## Exercise aim:
In the piece on gender and language below, explain why the writer says "These questions have been circulating around my brain." Answer in one to three sentences.

## Selected extract:
• • • •

How we speak and the language we use matters.
What are the subtle or transparent hegemonic themes you are enabling or engaging with when you chose to speak about a woman or man in a particular way?
What are the links to how you speak and how it is accepted or resisted?
Are you engaging with how that links to emotional, physical, sexual, financial and legislative abuse of another because of gender?
Where is your gender related behaviour motivated from? Love, fear, power or equality.Are you acknowledging the advantages you have because of where you are born, income, race, gender and belief system and what that enables in your life for no other reason than luck?Have you considered you live a privileged life because of those factors, that perhaps you do not see the huge inequities and power imbalances around you because you are protected from them?
Many aspects of language and everyday life have a latent gender bias. Stating this is not about blame but engaging with reality and deciding how we can act to address these inequalities from a place of acknowledgment and compassion.
These questions have been circulating around my brain: partly because I have been living in the developing world for nearly a year where gender disparities can be a little more blatant. But also because it feels that many do not engage with the intrinsic privilege that comes from the gender they are born into. It is an assumed privilege, one that is not earned on merit, but by genetic chance.

• • • •

## Given entries:

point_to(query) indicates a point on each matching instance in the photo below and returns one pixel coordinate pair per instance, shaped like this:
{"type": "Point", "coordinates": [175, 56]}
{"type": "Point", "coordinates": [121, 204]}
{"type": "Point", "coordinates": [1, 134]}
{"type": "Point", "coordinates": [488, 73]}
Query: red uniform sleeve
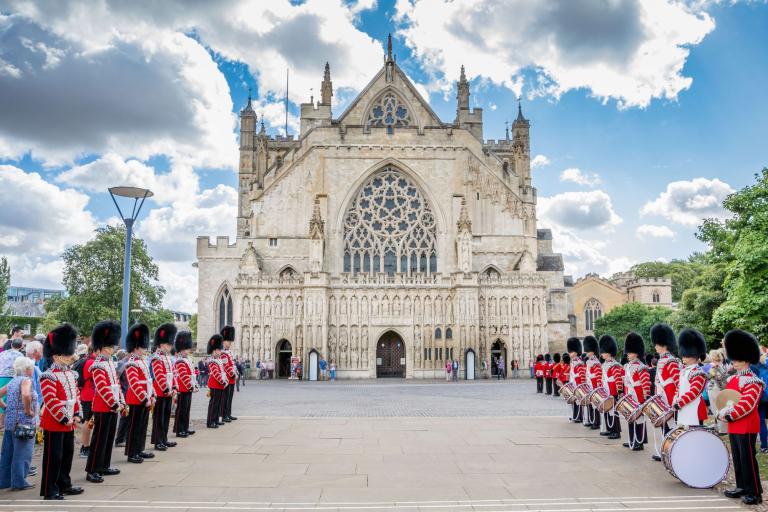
{"type": "Point", "coordinates": [697, 388]}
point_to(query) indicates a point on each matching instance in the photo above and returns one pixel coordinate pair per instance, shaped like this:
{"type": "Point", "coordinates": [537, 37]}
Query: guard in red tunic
{"type": "Point", "coordinates": [187, 383]}
{"type": "Point", "coordinates": [637, 382]}
{"type": "Point", "coordinates": [217, 380]}
{"type": "Point", "coordinates": [743, 418]}
{"type": "Point", "coordinates": [228, 336]}
{"type": "Point", "coordinates": [613, 383]}
{"type": "Point", "coordinates": [165, 385]}
{"type": "Point", "coordinates": [108, 401]}
{"type": "Point", "coordinates": [61, 411]}
{"type": "Point", "coordinates": [141, 394]}
{"type": "Point", "coordinates": [577, 373]}
{"type": "Point", "coordinates": [689, 402]}
{"type": "Point", "coordinates": [594, 378]}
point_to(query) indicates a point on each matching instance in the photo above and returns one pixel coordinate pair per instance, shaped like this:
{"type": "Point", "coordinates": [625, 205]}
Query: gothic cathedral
{"type": "Point", "coordinates": [385, 240]}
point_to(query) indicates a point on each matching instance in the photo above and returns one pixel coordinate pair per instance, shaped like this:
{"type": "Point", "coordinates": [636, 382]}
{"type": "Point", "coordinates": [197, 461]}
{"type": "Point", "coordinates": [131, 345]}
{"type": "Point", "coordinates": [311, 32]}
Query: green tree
{"type": "Point", "coordinates": [93, 276]}
{"type": "Point", "coordinates": [629, 317]}
{"type": "Point", "coordinates": [740, 244]}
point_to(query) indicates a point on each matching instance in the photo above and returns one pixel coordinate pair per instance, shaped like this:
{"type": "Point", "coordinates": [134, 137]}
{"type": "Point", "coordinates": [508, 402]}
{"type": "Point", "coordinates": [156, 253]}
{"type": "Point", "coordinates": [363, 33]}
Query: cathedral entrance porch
{"type": "Point", "coordinates": [284, 353]}
{"type": "Point", "coordinates": [390, 356]}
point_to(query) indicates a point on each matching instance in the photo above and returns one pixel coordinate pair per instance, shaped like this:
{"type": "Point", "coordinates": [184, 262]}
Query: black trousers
{"type": "Point", "coordinates": [122, 429]}
{"type": "Point", "coordinates": [183, 405]}
{"type": "Point", "coordinates": [214, 406]}
{"type": "Point", "coordinates": [58, 448]}
{"type": "Point", "coordinates": [745, 463]}
{"type": "Point", "coordinates": [161, 419]}
{"type": "Point", "coordinates": [138, 422]}
{"type": "Point", "coordinates": [102, 441]}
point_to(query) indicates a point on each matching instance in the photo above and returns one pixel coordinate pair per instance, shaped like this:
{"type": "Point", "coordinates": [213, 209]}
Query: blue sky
{"type": "Point", "coordinates": [644, 115]}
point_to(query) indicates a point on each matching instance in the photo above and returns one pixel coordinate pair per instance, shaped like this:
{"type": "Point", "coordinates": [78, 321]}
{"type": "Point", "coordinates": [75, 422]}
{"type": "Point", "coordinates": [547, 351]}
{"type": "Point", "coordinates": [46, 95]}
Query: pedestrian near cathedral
{"type": "Point", "coordinates": [742, 417]}
{"type": "Point", "coordinates": [228, 336]}
{"type": "Point", "coordinates": [217, 380]}
{"type": "Point", "coordinates": [187, 382]}
{"type": "Point", "coordinates": [141, 393]}
{"type": "Point", "coordinates": [108, 401]}
{"type": "Point", "coordinates": [165, 385]}
{"type": "Point", "coordinates": [61, 411]}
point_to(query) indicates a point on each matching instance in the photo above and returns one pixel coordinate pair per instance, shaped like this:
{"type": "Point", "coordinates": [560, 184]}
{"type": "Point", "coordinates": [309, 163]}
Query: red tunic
{"type": "Point", "coordinates": [229, 366]}
{"type": "Point", "coordinates": [108, 396]}
{"type": "Point", "coordinates": [61, 401]}
{"type": "Point", "coordinates": [668, 376]}
{"type": "Point", "coordinates": [162, 370]}
{"type": "Point", "coordinates": [744, 416]}
{"type": "Point", "coordinates": [217, 378]}
{"type": "Point", "coordinates": [140, 387]}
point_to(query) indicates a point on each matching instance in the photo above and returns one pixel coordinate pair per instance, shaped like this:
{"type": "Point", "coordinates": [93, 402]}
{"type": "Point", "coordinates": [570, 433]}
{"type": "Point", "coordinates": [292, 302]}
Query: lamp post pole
{"type": "Point", "coordinates": [139, 195]}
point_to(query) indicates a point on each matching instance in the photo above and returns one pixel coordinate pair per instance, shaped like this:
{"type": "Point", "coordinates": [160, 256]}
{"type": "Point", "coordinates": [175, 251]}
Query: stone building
{"type": "Point", "coordinates": [593, 296]}
{"type": "Point", "coordinates": [386, 240]}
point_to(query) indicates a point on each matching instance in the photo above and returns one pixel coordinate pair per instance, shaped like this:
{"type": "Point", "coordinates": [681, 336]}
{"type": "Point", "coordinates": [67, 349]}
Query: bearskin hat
{"type": "Point", "coordinates": [61, 341]}
{"type": "Point", "coordinates": [138, 337]}
{"type": "Point", "coordinates": [590, 344]}
{"type": "Point", "coordinates": [105, 334]}
{"type": "Point", "coordinates": [215, 343]}
{"type": "Point", "coordinates": [634, 344]}
{"type": "Point", "coordinates": [662, 334]}
{"type": "Point", "coordinates": [183, 341]}
{"type": "Point", "coordinates": [608, 345]}
{"type": "Point", "coordinates": [573, 345]}
{"type": "Point", "coordinates": [742, 346]}
{"type": "Point", "coordinates": [691, 343]}
{"type": "Point", "coordinates": [164, 334]}
{"type": "Point", "coordinates": [228, 333]}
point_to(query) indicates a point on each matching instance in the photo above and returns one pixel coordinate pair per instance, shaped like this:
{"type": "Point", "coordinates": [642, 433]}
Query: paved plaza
{"type": "Point", "coordinates": [481, 446]}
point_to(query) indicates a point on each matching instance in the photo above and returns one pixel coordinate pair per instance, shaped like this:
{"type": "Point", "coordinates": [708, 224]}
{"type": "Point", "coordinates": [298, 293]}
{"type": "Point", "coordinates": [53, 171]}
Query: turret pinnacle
{"type": "Point", "coordinates": [326, 87]}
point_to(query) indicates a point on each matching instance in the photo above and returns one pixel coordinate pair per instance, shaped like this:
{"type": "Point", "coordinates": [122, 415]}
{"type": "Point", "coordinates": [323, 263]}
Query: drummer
{"type": "Point", "coordinates": [742, 417]}
{"type": "Point", "coordinates": [577, 373]}
{"type": "Point", "coordinates": [613, 383]}
{"type": "Point", "coordinates": [594, 379]}
{"type": "Point", "coordinates": [637, 383]}
{"type": "Point", "coordinates": [689, 402]}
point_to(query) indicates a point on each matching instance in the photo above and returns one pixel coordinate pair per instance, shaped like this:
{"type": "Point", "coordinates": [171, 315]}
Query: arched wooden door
{"type": "Point", "coordinates": [390, 356]}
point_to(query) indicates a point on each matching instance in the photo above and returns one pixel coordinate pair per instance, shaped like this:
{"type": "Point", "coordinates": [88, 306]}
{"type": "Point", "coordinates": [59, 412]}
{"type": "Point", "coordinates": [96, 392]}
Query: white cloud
{"type": "Point", "coordinates": [654, 231]}
{"type": "Point", "coordinates": [629, 50]}
{"type": "Point", "coordinates": [539, 161]}
{"type": "Point", "coordinates": [688, 202]}
{"type": "Point", "coordinates": [579, 210]}
{"type": "Point", "coordinates": [574, 175]}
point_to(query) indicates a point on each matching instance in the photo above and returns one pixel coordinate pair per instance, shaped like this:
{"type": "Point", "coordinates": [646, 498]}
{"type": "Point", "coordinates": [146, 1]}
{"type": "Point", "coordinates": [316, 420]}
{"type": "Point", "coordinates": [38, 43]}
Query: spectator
{"type": "Point", "coordinates": [22, 409]}
{"type": "Point", "coordinates": [16, 334]}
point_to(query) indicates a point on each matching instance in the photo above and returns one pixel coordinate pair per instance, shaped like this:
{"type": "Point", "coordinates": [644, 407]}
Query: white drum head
{"type": "Point", "coordinates": [699, 459]}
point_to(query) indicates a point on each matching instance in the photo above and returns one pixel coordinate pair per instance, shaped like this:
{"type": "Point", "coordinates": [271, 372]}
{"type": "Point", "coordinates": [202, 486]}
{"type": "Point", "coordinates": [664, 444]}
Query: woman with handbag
{"type": "Point", "coordinates": [21, 419]}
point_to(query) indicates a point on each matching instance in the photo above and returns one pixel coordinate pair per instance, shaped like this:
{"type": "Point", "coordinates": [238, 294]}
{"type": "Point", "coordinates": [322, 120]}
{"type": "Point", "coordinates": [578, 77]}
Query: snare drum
{"type": "Point", "coordinates": [629, 408]}
{"type": "Point", "coordinates": [657, 411]}
{"type": "Point", "coordinates": [695, 456]}
{"type": "Point", "coordinates": [567, 392]}
{"type": "Point", "coordinates": [581, 393]}
{"type": "Point", "coordinates": [601, 400]}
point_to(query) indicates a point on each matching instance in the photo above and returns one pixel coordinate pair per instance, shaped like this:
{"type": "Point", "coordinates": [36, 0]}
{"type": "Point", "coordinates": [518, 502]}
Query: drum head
{"type": "Point", "coordinates": [699, 459]}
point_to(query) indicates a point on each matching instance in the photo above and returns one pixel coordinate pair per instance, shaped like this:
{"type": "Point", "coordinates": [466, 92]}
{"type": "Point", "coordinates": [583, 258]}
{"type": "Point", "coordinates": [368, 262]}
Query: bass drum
{"type": "Point", "coordinates": [695, 456]}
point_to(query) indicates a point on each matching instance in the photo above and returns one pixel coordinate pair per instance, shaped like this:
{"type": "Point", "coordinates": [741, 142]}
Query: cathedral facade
{"type": "Point", "coordinates": [385, 240]}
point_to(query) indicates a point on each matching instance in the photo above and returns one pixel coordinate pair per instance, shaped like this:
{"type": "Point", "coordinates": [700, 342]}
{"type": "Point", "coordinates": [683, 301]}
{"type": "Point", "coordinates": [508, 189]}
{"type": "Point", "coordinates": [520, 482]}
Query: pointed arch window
{"type": "Point", "coordinates": [226, 309]}
{"type": "Point", "coordinates": [389, 227]}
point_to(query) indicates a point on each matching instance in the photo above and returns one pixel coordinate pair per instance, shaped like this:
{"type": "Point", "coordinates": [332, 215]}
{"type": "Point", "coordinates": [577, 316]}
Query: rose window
{"type": "Point", "coordinates": [389, 227]}
{"type": "Point", "coordinates": [389, 112]}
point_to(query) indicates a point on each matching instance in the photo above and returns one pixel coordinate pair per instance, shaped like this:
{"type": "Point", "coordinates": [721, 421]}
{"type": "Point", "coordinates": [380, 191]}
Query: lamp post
{"type": "Point", "coordinates": [139, 195]}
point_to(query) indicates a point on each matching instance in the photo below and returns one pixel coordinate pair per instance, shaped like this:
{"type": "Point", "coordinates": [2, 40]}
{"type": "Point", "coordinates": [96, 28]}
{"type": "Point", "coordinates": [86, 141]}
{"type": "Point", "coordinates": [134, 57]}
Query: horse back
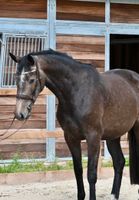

• • • •

## Answer space:
The writer has been living in the developing world for nearly a year, where gender disparities can be more blatant. The writer also feels that many people do not engage with the intrinsic privilege that comes from the gender they are born into.